# [Required work]
Recast every line of the entries below as a JSON list of strings, one string per line, and skip any blank lines.

(Entries drawn from a collection)
==================================================
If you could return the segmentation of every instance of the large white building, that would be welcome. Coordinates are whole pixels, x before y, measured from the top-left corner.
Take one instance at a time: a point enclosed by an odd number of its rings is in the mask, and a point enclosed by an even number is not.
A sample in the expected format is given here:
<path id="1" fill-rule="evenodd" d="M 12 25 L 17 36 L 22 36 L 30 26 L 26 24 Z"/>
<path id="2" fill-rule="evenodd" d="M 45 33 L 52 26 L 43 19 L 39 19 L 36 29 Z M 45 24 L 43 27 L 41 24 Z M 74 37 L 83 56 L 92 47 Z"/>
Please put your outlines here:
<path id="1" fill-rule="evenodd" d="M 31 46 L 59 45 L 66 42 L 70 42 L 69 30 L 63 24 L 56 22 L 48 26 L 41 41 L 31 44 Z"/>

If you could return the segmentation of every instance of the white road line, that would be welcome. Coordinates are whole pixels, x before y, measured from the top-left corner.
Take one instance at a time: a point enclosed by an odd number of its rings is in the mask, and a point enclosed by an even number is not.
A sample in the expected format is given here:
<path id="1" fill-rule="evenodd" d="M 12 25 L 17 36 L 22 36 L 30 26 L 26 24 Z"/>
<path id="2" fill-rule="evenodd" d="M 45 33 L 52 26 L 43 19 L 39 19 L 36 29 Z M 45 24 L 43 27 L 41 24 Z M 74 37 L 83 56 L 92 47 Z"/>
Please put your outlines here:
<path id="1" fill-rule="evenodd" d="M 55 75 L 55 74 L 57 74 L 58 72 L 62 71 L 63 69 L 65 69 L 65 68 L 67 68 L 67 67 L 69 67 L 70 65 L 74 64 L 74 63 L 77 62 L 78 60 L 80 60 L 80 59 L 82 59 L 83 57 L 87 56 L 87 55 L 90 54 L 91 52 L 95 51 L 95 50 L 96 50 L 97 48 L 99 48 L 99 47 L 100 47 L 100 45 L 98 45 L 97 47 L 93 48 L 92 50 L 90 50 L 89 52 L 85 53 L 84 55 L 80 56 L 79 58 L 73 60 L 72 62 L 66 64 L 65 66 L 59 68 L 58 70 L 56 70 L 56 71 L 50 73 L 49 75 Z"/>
==================================================
# [Expected output]
[
  "If you could return the segmentation of every instance of the large white building, that would be welcome. Coordinates are whole pixels, x before y, measured from the top-left corner.",
  "Take one instance at a time: a point enclosed by an odd number of its rings is in the mask, and a point enclosed by an even number is not.",
  "A sample in the expected format is given here:",
  "<path id=\"1\" fill-rule=\"evenodd\" d=\"M 12 25 L 17 36 L 22 36 L 30 26 L 26 24 Z\"/>",
  "<path id=\"2\" fill-rule=\"evenodd\" d=\"M 45 33 L 52 26 L 43 19 L 39 19 L 36 29 Z M 45 24 L 43 27 L 41 24 Z M 74 37 L 83 56 L 92 47 Z\"/>",
  "Please put your outlines here:",
  "<path id=\"1\" fill-rule=\"evenodd\" d=\"M 31 46 L 59 45 L 66 42 L 70 42 L 69 30 L 63 24 L 56 22 L 48 26 L 41 41 L 31 44 Z\"/>",
  "If you could return the segmentation of every instance of the white road line, that would be welcome. Coordinates are whole pixels, x before y, measured from the top-left corner.",
  "Take one instance at a time: a point enclosed by an odd number of its rings is in the mask, and a point enclosed by an even number is not.",
  "A sample in the expected format is given here:",
  "<path id=\"1\" fill-rule=\"evenodd\" d=\"M 12 25 L 17 36 L 22 36 L 30 26 L 26 24 Z\"/>",
  "<path id=\"2\" fill-rule=\"evenodd\" d=\"M 45 33 L 52 26 L 43 19 L 39 19 L 36 29 Z M 45 24 L 43 27 L 41 24 Z M 74 37 L 83 56 L 92 47 Z\"/>",
  "Please put your outlines here:",
  "<path id=\"1\" fill-rule=\"evenodd\" d=\"M 55 75 L 55 74 L 57 74 L 58 72 L 62 71 L 63 69 L 65 69 L 65 68 L 67 68 L 67 67 L 69 67 L 70 65 L 74 64 L 74 63 L 77 62 L 78 60 L 80 60 L 80 59 L 82 59 L 83 57 L 87 56 L 87 55 L 90 54 L 91 52 L 95 51 L 95 50 L 96 50 L 97 48 L 99 48 L 99 47 L 100 47 L 100 45 L 98 45 L 97 47 L 93 48 L 92 50 L 90 50 L 89 52 L 85 53 L 84 55 L 80 56 L 79 58 L 73 60 L 72 62 L 66 64 L 65 66 L 59 68 L 58 70 L 56 70 L 56 71 L 50 73 L 49 75 Z\"/>"
]